AVAILABLE DATA:
• • • •
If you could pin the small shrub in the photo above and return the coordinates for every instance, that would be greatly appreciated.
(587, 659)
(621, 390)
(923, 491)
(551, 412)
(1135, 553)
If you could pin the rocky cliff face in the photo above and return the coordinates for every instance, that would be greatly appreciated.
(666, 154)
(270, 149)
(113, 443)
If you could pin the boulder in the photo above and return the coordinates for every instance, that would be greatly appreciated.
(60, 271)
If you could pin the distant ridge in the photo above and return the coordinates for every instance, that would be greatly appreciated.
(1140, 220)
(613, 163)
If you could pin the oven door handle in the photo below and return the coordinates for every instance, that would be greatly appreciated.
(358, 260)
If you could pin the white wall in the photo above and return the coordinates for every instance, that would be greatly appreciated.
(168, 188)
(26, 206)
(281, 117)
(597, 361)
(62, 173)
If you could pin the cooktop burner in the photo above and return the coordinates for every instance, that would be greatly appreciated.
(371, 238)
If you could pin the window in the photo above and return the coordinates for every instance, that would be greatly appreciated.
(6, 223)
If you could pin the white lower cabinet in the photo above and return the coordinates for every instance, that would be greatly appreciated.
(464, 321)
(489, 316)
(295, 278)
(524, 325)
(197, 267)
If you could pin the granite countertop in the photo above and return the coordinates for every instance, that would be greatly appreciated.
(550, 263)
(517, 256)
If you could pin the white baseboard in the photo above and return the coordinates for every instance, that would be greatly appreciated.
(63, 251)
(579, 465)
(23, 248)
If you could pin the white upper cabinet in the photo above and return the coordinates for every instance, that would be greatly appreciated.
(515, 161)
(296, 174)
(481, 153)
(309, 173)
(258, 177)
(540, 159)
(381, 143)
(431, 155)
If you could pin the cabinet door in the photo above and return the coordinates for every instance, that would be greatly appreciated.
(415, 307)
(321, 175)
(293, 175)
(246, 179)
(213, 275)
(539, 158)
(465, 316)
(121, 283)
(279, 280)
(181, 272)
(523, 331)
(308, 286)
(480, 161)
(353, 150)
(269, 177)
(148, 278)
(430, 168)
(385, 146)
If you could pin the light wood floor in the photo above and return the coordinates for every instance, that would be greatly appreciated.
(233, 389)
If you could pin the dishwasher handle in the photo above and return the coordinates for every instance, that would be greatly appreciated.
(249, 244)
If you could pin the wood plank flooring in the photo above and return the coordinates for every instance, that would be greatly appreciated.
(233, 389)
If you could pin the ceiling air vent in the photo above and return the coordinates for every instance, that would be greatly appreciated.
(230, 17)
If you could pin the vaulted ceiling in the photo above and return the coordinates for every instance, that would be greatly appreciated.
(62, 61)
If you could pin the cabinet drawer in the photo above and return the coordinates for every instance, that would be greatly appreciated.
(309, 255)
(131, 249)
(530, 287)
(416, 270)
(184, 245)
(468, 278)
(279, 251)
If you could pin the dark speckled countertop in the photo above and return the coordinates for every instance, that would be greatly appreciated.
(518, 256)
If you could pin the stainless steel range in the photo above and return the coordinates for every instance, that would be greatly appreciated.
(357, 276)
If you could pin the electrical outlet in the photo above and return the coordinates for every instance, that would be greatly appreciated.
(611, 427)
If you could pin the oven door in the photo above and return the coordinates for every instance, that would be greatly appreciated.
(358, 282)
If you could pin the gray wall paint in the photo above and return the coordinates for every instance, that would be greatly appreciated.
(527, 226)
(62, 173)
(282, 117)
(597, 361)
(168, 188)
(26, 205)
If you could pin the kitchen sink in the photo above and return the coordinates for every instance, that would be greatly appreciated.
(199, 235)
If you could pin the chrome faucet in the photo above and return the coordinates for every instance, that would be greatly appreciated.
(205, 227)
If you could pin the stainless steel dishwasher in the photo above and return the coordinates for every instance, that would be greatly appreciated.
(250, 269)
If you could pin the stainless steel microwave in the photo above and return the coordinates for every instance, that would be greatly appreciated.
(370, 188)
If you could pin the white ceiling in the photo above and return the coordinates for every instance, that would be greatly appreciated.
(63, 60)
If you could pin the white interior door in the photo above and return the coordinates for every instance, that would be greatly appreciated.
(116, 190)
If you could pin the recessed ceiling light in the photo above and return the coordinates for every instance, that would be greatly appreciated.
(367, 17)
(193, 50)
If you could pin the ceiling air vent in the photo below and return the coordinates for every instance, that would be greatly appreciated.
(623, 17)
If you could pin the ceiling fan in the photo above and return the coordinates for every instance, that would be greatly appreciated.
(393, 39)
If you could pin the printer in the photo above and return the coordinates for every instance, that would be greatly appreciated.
• • • •
WHAT IS ASKED: Extract the listing in its entirety and repeat it exactly.

SOLUTION FOR THIS EXERCISE:
If you could pin the small shrub in the photo above and return the coordinates for every instance, that would be greatly appreciated.
(587, 659)
(621, 390)
(923, 491)
(551, 412)
(1135, 553)
If you could pin the rocky cliff face in the photo above and return the coordinates for every instance, that would be greatly appreciated.
(666, 154)
(270, 149)
(113, 443)
If you could pin the boulder in the photo above and return the coordinates for every instance, that would be greatly appreciated.
(60, 271)
If you could pin the distant ridge in the photo above and return the coordinates for every instance, that would be greatly appreciated.
(1140, 220)
(613, 163)
If you could pin the oven door handle in the photo below and return the coordinates for every instance, that would be greatly appreciated.
(358, 260)
If you could pin the white wall in the photo above and return the coordinates for every instance, that would be greatly appreciated.
(168, 188)
(26, 206)
(281, 117)
(597, 361)
(62, 173)
If you could pin the cooktop burner in the photo above and return the coordinates for every instance, that would be greatly appreciated.
(371, 238)
If you could pin the window in the photo above and return the coordinates for every instance, that would be greatly appreciated.
(6, 223)
If you could pin the white lower cabinet in the photo above and return the coordinates for every instance, that would be greatly appreciated.
(464, 321)
(489, 316)
(295, 278)
(524, 325)
(197, 267)
If you could pin the granite countertop in the photo above and return the coordinates for every instance, that would be greatly appreciated.
(550, 263)
(517, 256)
If you could pin the white baseboard in the photo above and return the coordinates for every instance, that would be greatly appreciated.
(63, 251)
(579, 465)
(23, 248)
If you could pin the white upper cabinet in the photo above and return the coordinates for every instance, that would be greatly appreciated.
(515, 161)
(296, 174)
(481, 153)
(309, 173)
(258, 177)
(540, 159)
(381, 143)
(431, 155)
If you could pin the cabinet door in the photo above and return the coordinates for every instance, that would be greatly appreciated.
(415, 307)
(321, 175)
(293, 175)
(246, 179)
(213, 275)
(539, 158)
(465, 316)
(121, 283)
(279, 280)
(181, 272)
(523, 331)
(308, 286)
(480, 161)
(353, 150)
(269, 177)
(148, 278)
(430, 168)
(385, 146)
If you could pin the light wood floor in the photo above and return the coordinates for every instance, that would be greatly appreciated.
(233, 389)
If you could pin the dishwasher handle in the photo above and return the coordinates for every instance, that would be greatly appreciated.
(249, 244)
If you could pin the wood plank flooring in the photo above and return the coordinates for every instance, that would be greatly appreciated.
(233, 389)
If you could pin the ceiling air vent in the photo above and return the coordinates for every instance, that would be greatly appreciated.
(230, 17)
If you could pin the vaulted ceiling in the photo above and return the coordinates for every instance, that would be greatly appreciated.
(62, 61)
If you could pin the cabinet drawer in the photo above and return the coordinates for every instance, that would be greatly appreciated.
(309, 255)
(131, 249)
(530, 287)
(416, 270)
(184, 245)
(468, 278)
(279, 251)
If you could pin the dark speckled countertop in the photo above and return the coordinates for every instance, that would be greatly appreciated.
(518, 256)
If you could pin the stainless steel range in the photo above and return the coordinates for every instance, that would be greatly appreciated.
(357, 276)
If you could pin the electrical outlet in the photo above and return the coordinates for every instance, that would be greatly appreciated.
(611, 427)
If you could pin the oven door in the photo above and return the coordinates for every instance, that would be greatly appreciated.
(358, 282)
If you could pin the gray wall paint in the photo above and return the coordinates for every instance, that would be greatly appreciated.
(527, 226)
(62, 173)
(282, 117)
(597, 361)
(168, 188)
(26, 205)
If you could pin the kitchen sink in the photo above and return the coordinates for every instance, that would be greatly appreciated.
(199, 235)
If you could pin the chrome faucet in the photo above and return the coordinates for every instance, that would be greatly appreciated.
(205, 227)
If you could pin the stainless steel dishwasher in the photo above and return the coordinates for every instance, that would be greatly appreciated.
(250, 269)
If you could pin the stainless steel microwave in the photo above and return the coordinates for every instance, that would be greatly appreciated.
(370, 188)
If you could pin the white ceiling in the photo above and return the coordinates for every instance, that would be greatly appreciated.
(63, 60)
If you could pin the white interior door in the photo above and return the coordinates for every instance, that would be greatly appreciated.
(116, 190)
If you could pin the recessed ceiling light in the photo above and return the coordinates for every instance, that would be greatly appreciated.
(367, 17)
(193, 50)
If you could pin the ceiling air vent in the photo below and return the coordinates for every instance, that would be greatly appreciated.
(623, 17)
If you could pin the ceiling fan in the photo above and return the coordinates for every instance, that would be greatly appreciated.
(393, 39)
If you could pin the printer in the photo above and return the coordinates for every instance, that would be greatly appreciated.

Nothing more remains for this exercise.